• _What to do_:
1) Please rewrite the paragraph in the xScale answer that begins "The problem is that, despite its name" in shorter form, keeping its main facts.
2) From the xScale answer, list every example condition that a rectangle must meet.

• _Document section_:
Accepted answer

The problem is that, despite its name, your linear xScale is not linear (the image of 0 is 100). So when you use return xScale(d.y); for the width, you're adding 100 to the width of every rectangles (in mathematical terms, the function used is xScale(z) = 0.00211 * z + 100 : this is affine, not linear).

Edit, examples :

  • a rect starting at d.y0=0 must have x=100
  • a rect with d.y=0 must have width=0
  • a rect with d.y0=71000 (around half the sum) must have x=250 (middle of the drawing)
  • a rect with d.y=71000 must have width=150 (half the width of the drawing)

=> It is not possible to use directly the same scale for width and x position. So either you use different functions to compute width and x, or you cheat with an additional transform for x (see my original solution below).

The easiest solution is to have a range of [0,300] (instead of [100,400]), and put the drawing area within a g with .attr("transform", "translate(100,0)") to center the plot.

• _Provided information_:
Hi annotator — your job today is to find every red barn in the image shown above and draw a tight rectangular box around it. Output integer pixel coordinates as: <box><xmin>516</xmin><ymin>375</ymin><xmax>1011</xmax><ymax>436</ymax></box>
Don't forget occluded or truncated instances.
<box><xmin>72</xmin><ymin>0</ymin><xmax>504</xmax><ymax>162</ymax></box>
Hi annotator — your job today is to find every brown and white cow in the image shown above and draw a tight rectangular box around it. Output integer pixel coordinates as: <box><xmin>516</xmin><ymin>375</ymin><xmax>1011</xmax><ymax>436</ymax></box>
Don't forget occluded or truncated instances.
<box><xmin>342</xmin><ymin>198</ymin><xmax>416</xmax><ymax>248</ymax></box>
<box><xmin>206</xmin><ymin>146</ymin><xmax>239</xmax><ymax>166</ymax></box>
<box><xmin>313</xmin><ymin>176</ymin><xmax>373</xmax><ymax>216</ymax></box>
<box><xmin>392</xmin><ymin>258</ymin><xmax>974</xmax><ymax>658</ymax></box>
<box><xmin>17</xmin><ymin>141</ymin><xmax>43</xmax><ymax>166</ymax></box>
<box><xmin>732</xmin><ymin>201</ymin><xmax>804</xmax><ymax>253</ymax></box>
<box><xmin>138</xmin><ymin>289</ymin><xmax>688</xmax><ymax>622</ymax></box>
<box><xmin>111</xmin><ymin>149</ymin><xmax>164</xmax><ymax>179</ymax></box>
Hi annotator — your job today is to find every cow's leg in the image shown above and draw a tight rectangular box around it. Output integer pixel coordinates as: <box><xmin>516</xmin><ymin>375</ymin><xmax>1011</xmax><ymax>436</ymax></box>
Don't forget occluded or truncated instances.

• _Results of the tasks_:
1) The xScale isn't actually linear because it maps 0 to 100. Using return xScale(d.y); for the width therefore adds 100 to the width of every rectangle. The function is xScale(z) = 0.00211 * z + 100, which is affine, not linear.

2)
- A rect starting at d.y0=0 must have x=100.
- A rect with d.y=0 must have width=0.
- A rect with d.y0=71000 (around half the sum) must have x=250 (middle of the drawing).
- A rect with d.y=71000 must have width=150 (half the width of the drawing).